Personal information
- Born: March 1, 1902 Sioux City, Iowa, U.S.
- Died: December 31, 1947 (aged 45) Nome, Alaska, U.S.
- Listed height: 6 ft 1 in (1.85 m)
- Listed weight: 247 lb (112 kg)

Career information
- High school: Sioux City (IA)
- College: Iowa

Career history

Playing
- New York Yankees (1926); Green Bay Packers (1928); Portsmouth Spartans (1930, 1932);

Coaching
- Portsmouth Spartans (1930) Head coach;

Awards and highlights
- Second-team All-Big Ten (1925);

Head coaching record
- Regular season: 5–6–3 (.464)
- Postseason: 0–0 (–)
- Career: 5–6–3 (.464)
- Coaching profile at Pro Football Reference

= Hal Griffen =

American football player and coach (1902–1947)

Harold Winslow "Hal" Griffen (March 1, 1902 – December 31, 1947) was an American football player and coach. He played professionally as a Center and tackle with the New York Yankees, Green Bay Packers and Portsmouth Spartans of the National Football League (NFL). He also served as the first head coach for the Spartans, for one season in 1930. Griffen played College football at the University of Iowa.

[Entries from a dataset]
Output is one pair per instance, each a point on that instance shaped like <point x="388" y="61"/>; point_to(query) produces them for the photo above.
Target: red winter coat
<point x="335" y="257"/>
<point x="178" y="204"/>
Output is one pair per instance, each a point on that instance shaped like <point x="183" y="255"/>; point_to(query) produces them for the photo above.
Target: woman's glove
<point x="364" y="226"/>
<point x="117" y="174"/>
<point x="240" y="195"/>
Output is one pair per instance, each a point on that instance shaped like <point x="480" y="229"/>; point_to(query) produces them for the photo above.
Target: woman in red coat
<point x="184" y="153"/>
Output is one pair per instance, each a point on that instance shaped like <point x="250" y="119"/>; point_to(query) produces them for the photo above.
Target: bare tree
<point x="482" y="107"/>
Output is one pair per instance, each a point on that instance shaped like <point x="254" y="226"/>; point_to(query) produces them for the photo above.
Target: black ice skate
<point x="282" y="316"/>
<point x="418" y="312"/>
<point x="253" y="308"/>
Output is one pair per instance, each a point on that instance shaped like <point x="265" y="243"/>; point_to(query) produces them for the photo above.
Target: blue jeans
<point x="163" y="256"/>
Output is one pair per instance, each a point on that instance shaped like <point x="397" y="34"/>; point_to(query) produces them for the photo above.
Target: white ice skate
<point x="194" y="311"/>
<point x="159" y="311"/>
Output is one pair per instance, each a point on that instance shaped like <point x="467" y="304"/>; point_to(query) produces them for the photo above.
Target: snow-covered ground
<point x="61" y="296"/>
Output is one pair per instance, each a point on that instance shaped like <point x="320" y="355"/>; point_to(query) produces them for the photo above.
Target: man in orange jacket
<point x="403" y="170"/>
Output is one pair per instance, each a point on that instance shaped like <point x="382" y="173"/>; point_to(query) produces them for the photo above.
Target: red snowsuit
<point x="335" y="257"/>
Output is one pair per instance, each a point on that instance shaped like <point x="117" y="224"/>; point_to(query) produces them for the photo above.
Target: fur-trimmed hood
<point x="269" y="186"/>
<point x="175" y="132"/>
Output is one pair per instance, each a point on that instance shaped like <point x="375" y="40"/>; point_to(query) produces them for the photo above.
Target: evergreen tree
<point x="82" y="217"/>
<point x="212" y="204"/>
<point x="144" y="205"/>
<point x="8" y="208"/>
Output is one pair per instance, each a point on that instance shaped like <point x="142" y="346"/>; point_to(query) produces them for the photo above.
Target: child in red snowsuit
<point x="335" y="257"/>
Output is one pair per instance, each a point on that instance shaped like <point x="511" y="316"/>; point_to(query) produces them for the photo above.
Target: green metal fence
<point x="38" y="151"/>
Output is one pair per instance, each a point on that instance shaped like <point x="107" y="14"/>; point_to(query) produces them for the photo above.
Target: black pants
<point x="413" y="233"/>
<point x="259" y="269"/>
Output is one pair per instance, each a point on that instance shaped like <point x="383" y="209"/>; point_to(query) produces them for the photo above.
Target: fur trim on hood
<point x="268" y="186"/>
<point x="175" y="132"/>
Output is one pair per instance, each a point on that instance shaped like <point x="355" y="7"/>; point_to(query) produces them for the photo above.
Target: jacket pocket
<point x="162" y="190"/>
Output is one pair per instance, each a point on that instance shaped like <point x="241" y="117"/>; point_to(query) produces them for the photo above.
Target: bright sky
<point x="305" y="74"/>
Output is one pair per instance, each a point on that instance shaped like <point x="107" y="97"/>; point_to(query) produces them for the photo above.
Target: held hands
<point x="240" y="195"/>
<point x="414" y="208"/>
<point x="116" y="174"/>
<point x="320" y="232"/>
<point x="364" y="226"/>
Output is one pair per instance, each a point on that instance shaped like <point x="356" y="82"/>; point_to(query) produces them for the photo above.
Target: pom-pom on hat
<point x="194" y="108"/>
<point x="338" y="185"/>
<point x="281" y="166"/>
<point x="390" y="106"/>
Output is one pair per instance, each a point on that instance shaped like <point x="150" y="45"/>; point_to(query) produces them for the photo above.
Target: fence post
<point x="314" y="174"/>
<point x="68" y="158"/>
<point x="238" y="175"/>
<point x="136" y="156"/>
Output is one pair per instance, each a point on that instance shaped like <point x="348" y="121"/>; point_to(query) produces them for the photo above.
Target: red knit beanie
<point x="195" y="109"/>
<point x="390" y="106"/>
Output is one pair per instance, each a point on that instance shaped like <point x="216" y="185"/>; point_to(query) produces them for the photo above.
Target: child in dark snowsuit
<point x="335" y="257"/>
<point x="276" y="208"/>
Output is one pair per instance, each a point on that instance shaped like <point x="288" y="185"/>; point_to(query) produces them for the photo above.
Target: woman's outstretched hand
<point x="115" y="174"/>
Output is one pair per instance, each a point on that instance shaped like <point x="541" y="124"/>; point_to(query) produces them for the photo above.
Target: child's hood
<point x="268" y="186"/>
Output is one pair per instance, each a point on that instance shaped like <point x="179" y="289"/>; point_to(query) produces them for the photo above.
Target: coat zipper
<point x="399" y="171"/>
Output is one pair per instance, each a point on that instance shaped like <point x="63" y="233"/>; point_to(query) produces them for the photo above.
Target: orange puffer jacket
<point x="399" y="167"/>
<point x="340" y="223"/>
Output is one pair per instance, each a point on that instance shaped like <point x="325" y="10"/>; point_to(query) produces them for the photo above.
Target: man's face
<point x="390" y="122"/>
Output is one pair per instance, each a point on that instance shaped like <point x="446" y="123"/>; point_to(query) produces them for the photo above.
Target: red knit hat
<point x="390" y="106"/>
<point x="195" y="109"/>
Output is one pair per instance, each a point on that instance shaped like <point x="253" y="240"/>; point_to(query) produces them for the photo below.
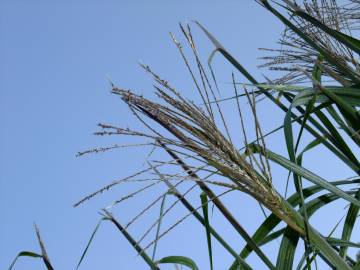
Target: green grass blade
<point x="341" y="243"/>
<point x="204" y="204"/>
<point x="89" y="243"/>
<point x="348" y="227"/>
<point x="272" y="221"/>
<point x="305" y="173"/>
<point x="287" y="249"/>
<point x="272" y="236"/>
<point x="179" y="260"/>
<point x="44" y="255"/>
<point x="128" y="237"/>
<point x="24" y="254"/>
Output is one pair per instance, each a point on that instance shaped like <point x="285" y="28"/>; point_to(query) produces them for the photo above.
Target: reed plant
<point x="318" y="89"/>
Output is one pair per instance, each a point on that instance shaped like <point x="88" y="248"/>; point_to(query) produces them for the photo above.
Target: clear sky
<point x="56" y="58"/>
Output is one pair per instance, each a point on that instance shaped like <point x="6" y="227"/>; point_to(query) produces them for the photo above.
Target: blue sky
<point x="56" y="58"/>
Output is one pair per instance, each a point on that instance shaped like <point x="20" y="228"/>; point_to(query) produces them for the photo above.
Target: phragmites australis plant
<point x="318" y="90"/>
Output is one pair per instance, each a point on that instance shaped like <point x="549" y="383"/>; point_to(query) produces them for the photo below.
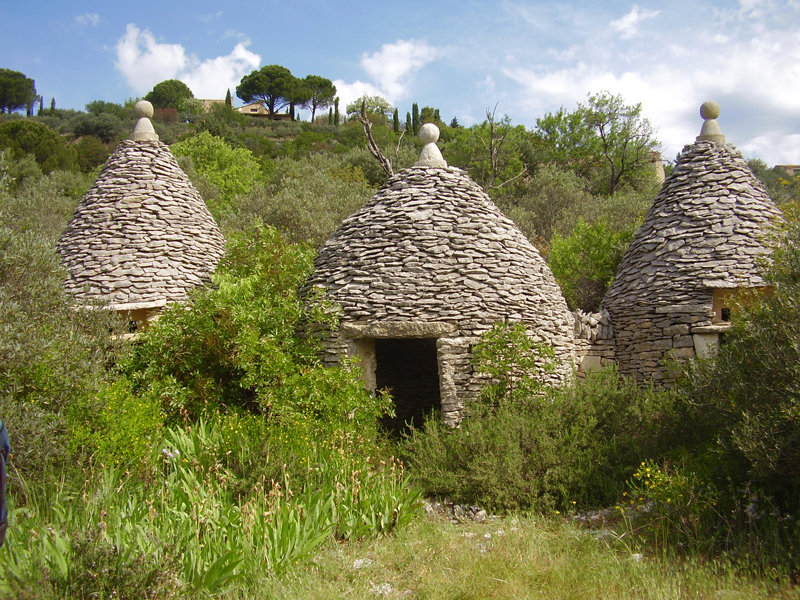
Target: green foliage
<point x="371" y="106"/>
<point x="547" y="204"/>
<point x="306" y="199"/>
<point x="169" y="94"/>
<point x="272" y="85"/>
<point x="573" y="447"/>
<point x="605" y="141"/>
<point x="320" y="93"/>
<point x="490" y="152"/>
<point x="45" y="145"/>
<point x="92" y="153"/>
<point x="108" y="127"/>
<point x="115" y="426"/>
<point x="100" y="107"/>
<point x="781" y="187"/>
<point x="16" y="91"/>
<point x="233" y="171"/>
<point x="585" y="262"/>
<point x="747" y="398"/>
<point x="238" y="345"/>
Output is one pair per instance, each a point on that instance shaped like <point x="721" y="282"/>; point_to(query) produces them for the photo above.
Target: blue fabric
<point x="5" y="450"/>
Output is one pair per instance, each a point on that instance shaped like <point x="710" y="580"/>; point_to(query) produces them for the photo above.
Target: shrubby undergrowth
<point x="544" y="449"/>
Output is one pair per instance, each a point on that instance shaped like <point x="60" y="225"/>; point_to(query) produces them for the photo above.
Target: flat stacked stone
<point x="142" y="235"/>
<point x="707" y="230"/>
<point x="431" y="250"/>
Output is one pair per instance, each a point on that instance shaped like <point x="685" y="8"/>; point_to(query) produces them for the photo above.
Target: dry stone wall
<point x="707" y="229"/>
<point x="142" y="236"/>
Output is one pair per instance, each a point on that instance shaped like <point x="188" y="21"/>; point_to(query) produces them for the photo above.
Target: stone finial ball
<point x="143" y="109"/>
<point x="428" y="133"/>
<point x="709" y="110"/>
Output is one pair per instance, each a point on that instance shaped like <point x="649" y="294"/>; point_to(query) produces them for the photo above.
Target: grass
<point x="520" y="558"/>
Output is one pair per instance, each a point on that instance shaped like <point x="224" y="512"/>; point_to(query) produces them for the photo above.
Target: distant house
<point x="209" y="104"/>
<point x="257" y="109"/>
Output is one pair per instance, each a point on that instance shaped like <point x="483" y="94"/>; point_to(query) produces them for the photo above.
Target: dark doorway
<point x="409" y="369"/>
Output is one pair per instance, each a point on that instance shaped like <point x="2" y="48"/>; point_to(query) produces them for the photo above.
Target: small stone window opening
<point x="408" y="369"/>
<point x="722" y="304"/>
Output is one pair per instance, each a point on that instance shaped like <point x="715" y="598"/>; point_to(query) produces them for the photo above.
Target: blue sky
<point x="464" y="56"/>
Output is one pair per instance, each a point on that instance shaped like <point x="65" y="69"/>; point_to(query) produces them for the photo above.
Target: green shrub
<point x="571" y="447"/>
<point x="115" y="426"/>
<point x="45" y="145"/>
<point x="239" y="345"/>
<point x="585" y="262"/>
<point x="233" y="171"/>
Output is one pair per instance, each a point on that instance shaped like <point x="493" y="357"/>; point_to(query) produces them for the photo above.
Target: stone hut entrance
<point x="409" y="369"/>
<point x="421" y="271"/>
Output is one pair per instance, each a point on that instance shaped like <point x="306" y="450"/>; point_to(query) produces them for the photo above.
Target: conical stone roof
<point x="432" y="246"/>
<point x="142" y="235"/>
<point x="706" y="229"/>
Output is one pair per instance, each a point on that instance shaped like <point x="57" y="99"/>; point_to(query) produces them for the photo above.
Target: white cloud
<point x="85" y="19"/>
<point x="753" y="73"/>
<point x="627" y="26"/>
<point x="145" y="62"/>
<point x="393" y="66"/>
<point x="213" y="77"/>
<point x="348" y="92"/>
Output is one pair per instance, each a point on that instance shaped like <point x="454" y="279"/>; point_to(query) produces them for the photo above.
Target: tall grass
<point x="182" y="531"/>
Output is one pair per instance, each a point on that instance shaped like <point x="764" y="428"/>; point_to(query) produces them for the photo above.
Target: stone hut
<point x="421" y="271"/>
<point x="142" y="236"/>
<point x="702" y="240"/>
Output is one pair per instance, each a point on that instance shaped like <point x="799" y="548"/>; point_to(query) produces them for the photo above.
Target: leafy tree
<point x="169" y="94"/>
<point x="336" y="116"/>
<point x="585" y="261"/>
<point x="489" y="151"/>
<point x="99" y="107"/>
<point x="604" y="140"/>
<point x="106" y="126"/>
<point x="233" y="171"/>
<point x="91" y="153"/>
<point x="35" y="139"/>
<point x="271" y="85"/>
<point x="320" y="91"/>
<point x="372" y="106"/>
<point x="16" y="91"/>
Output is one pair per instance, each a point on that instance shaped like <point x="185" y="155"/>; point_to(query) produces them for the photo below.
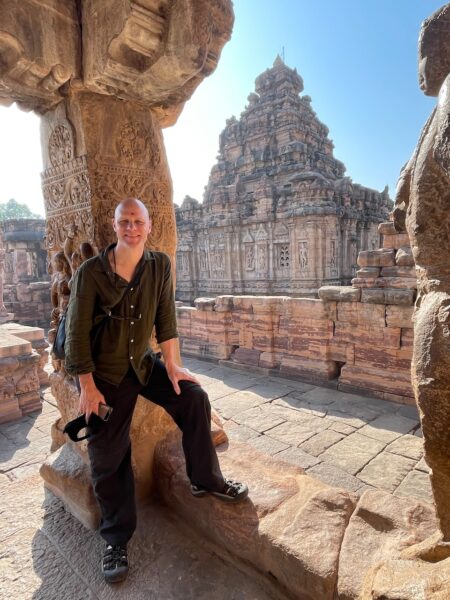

- _Activity_
Transcribe the entire Hal Griffen profile word for word. These entries have no connection to the Hal Griffen profile.

- _Exercise solution_
Personal information
- Born: March 1, 1902 Sioux City, Iowa, U.S.
- Died: December 31, 1947 (aged 45) Nome, Alaska, U.S.
- Listed height: 6 ft 1 in (1.85 m)
- Listed weight: 247 lb (112 kg)

Career information
- High school: Sioux City (IA)
- College: Iowa

Career history

Playing
- New York Yankees (1926); Green Bay Packers (1928); Portsmouth Spartans (1930, 1932);

Coaching
- Portsmouth Spartans (1930) Head coach;

Awards and highlights
- Second-team All-Big Ten (1925);

Head coaching record
- Regular season: 5–6–3 (.464)
- Postseason: 0–0 (–)
- Career: 5–6–3 (.464)
- Coaching profile at Pro Football Reference

= Hal Griffen =

American football player and coach (1902–1947)

Harold Winslow "Hal" Griffen (March 1, 1902 – December 31, 1947) was an American football player and coach. He played professionally as a Center and tackle with the New York Yankees, Green Bay Packers and Portsmouth Spartans of the National Football League (NFL). He also served as the first head coach for the Spartans, for one season in 1930. Griffen played College football at the University of Iowa.